Pointing and labeling entries
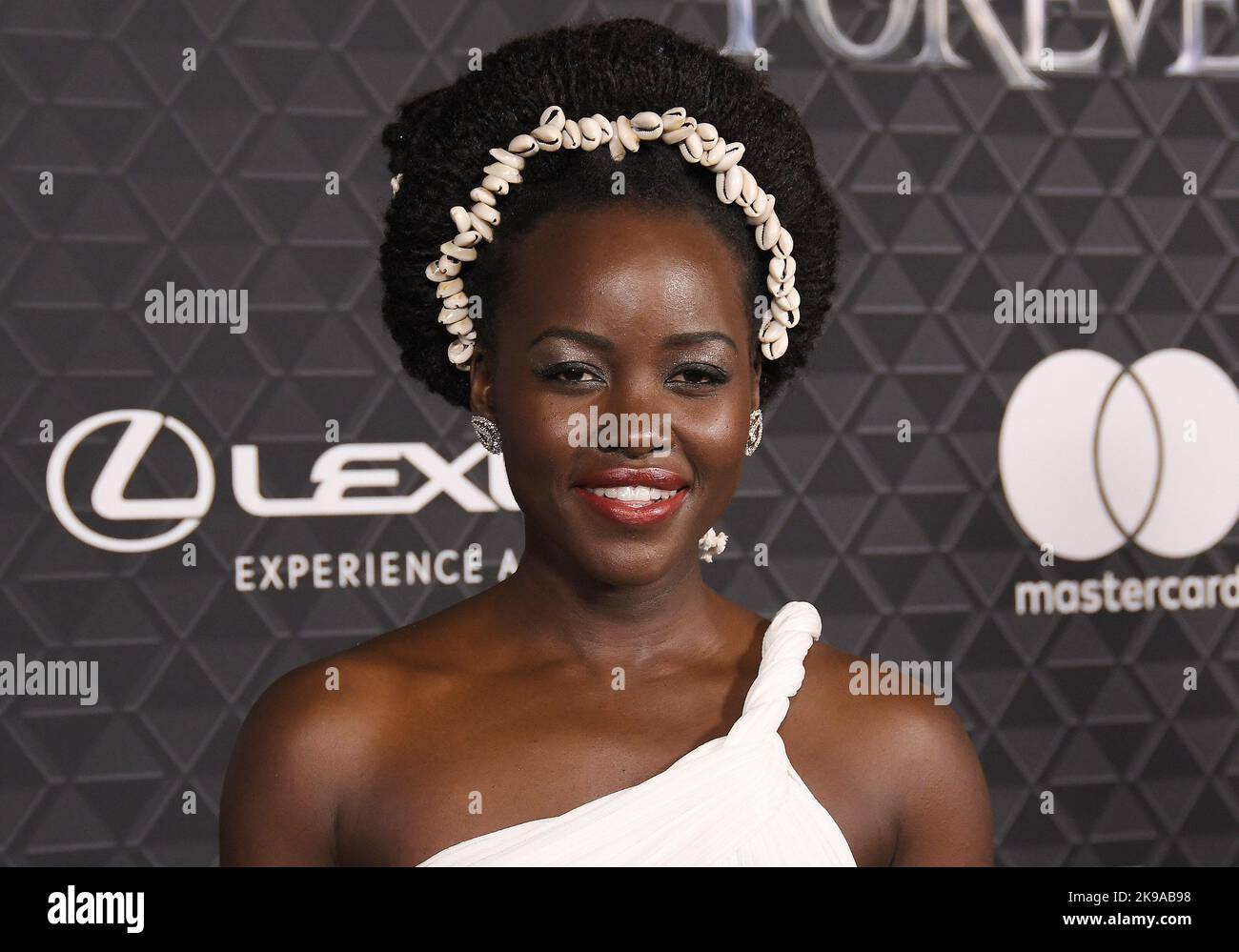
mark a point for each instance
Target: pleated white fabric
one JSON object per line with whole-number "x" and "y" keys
{"x": 735, "y": 800}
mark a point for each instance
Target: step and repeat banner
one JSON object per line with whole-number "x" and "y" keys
{"x": 1016, "y": 446}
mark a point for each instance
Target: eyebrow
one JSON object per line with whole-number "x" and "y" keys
{"x": 605, "y": 343}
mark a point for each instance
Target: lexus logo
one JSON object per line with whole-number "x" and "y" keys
{"x": 1093, "y": 454}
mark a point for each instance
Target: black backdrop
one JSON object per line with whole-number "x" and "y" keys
{"x": 214, "y": 178}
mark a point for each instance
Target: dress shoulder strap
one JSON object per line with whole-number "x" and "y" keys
{"x": 781, "y": 672}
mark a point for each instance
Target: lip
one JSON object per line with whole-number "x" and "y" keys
{"x": 627, "y": 514}
{"x": 653, "y": 476}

▶ **Objective**: The pictures should not appear in the copy; every other part of the records above must be returned exactly.

▶ **Result**:
mark a point for each instance
Target: pleated white fabric
one JSON object per line with whole-number "x" and "y" keys
{"x": 735, "y": 800}
mark a point for each instance
Target: step and repeat banner
one JSON object per line with whole-number "x" and "y" keys
{"x": 1016, "y": 446}
mark a point for each instance
Target: eyebrow
one JSON object per line with whole-number "x" and "y" keys
{"x": 605, "y": 343}
mark a point for each instance
Target: lexus logo
one JSON object per line with whole-number "x" and "y" keys
{"x": 1093, "y": 454}
mark a point for each instance
Target: black backdrop
one JSON object per line with whole-number "x" and "y" keys
{"x": 214, "y": 178}
mark a point for each instance
Target: dress shoulder strap
one JSON object per line with whole-number "x" and "y" keys
{"x": 781, "y": 672}
mark a point for each instance
Target: lip
one JSON object per line with whole-number "x" and "y" keys
{"x": 627, "y": 514}
{"x": 653, "y": 476}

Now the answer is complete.